- TEXT PROVIDED
##############################
Before we really dig into this topic, let’s stipulate that jazz is doing fine. Sure, it might not be the most popular genre of music or entertainment in the world in 2021. But it has retained a vibrant culture over time that looks poised to endure. A recent Curbed piece that was actually looking at the struggles of live jazz venues during the pandemic even referred to it as “the city’s most prominent live art” (“the city” being New York in this case). This speaks to the simple truth that while jazz isn’t topping the charts, it’s still big where it’s big.
With all of that said though, jazz is still conspicuously absent from modern pop culture and entertainment. In fact, save for two excellent films by the young director Damien Chazelle (Whiplash and La La Land), it’s hard to think of examples of jazz showing up in any sort of lasting way in today’s entertainment culture. This leads us to wonder if in fact there’s still space for jazz in culture and entertainment. And there are a few possibilities that come to mind.
More Chazelle Films
The two Damien Chazelle films mentioned above don’t simply involve jazz so much as they pay homage to it. Whiplash delves into the process of talented jazz musicians, and while it does so in brutal fashion at times it practically forces the viewer to respect and admire the genre. La La Land, meanwhile, essentially celebrates jazz as a specific contrast to some modern music and entertainment that some might see as less refined. And now, Chazelle has a new film on the way that seems likely to be yet another ode to jazz. It stars Brad Pitt and Margot Robbie and will likely concern the transition from silent film to “talkies” in Hollywood. But it takes place in the 1920s — aka the “Jazz Age” — which seems promising.
We don’t know a whole lot more than that about the film, but if it interests you keep your eyes on film Twitter and IndieWire for updates. Any fresh Chazelle news is sure to ignite a frenzy of online interest.
##############################
- ENTRIES PROVIDED

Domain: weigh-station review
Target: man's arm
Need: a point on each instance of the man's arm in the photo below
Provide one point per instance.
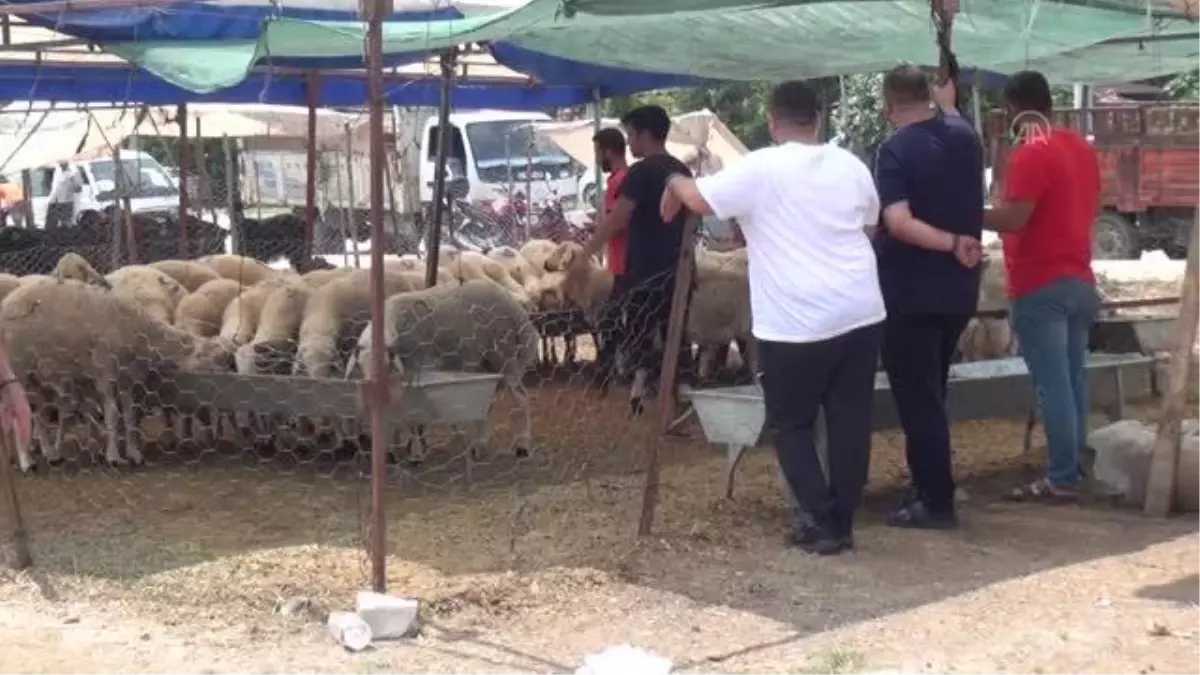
(897, 215)
(611, 225)
(1024, 183)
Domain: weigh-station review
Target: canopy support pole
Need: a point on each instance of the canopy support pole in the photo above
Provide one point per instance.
##############################
- TASK DETAILS
Continue the article on jazz's place in modern entertainment, starting after its last sentence.

- RESULT OF THE EXERCISE
In this category we’re basically referring to two possibilities: play-along mobile games, and online casinos. Regarding the former, there are certain mobile games through which people can simulate popular music by tapping and swiping along on their phones. It’s difficult to imagine a pure jazz version of one of these games generating a ton of popularity, but there is certainly nothing that precludes the games from including jazz songs.
More significant would be the inclusion of jazz-themed games at online casino sites. If these are not entertainment platforms you’re particularly accustomed to, Foxy Bingo offers perhaps the best snapshot of why this sort of thing would matter for jazz. The Foxy platform serves as an aggregator for an unusually wide range of games consisting of slots, jackpots, bingo, and “Slingo” games among others. And if you look through these games, you’ll quickly realise that plenty of them have music or other pop culture-related themes. Foxy alone boasts titles such as “Monsters Of Rock” and “King Of Pop,” and it’s frankly easy to imagine a jazz game or two fitting right in. It could be a game based on a legend of the genre, one imaging the New York jazz scene or even a La La Land game. In any case though, it would reach countless eyes, and possibly expose more people to the thrill of jazz.
Books can also play a role, because frankly it’s never clear in advance when a biography will become a hit, and thus expose its subject matter to a wider audience. Who would have known, for instance, that Ron Chernow’s Alexander Hamilton tome would ultimately inspire one of the most intensely popular musicals in history? Who predicted that Andre Agassi’s Open would rise so clearly above and beyond the average sports autobiography? Or that Rob Lowe’s Stories I Only Tell My Friends would stand as one of the most insightful and revealing glimpses into Hollywood show business in decades?
The point of listing those examples is simply to say that at any given time, a terrific book on a figure like Miles Davis, Duke Ellington, Charlie Parker, or any of a number of others could spark significant attention. Then again, we’d settle for a wave of publicity surrounding Mark Ruffin’s historical fiction trilogy as well!
The idea of a popular jazz-related TV series is also an exciting one, and ties back into some of the other ideas above. If Chazelle can keep using jazz at the core of beloved films, for instance, there is no raise he couldn’t do the same with a television series. Similarly, if in fact, we saw a prominent jazz biography generate real attention, there would at least be a possibility of it spawning a TV show or miniseries.
Jazz will ultimately be fine even if none of these things happen. But these possibilities do speak to how our favourite genre could still enter the public consciousness through fresh culture and entertainment.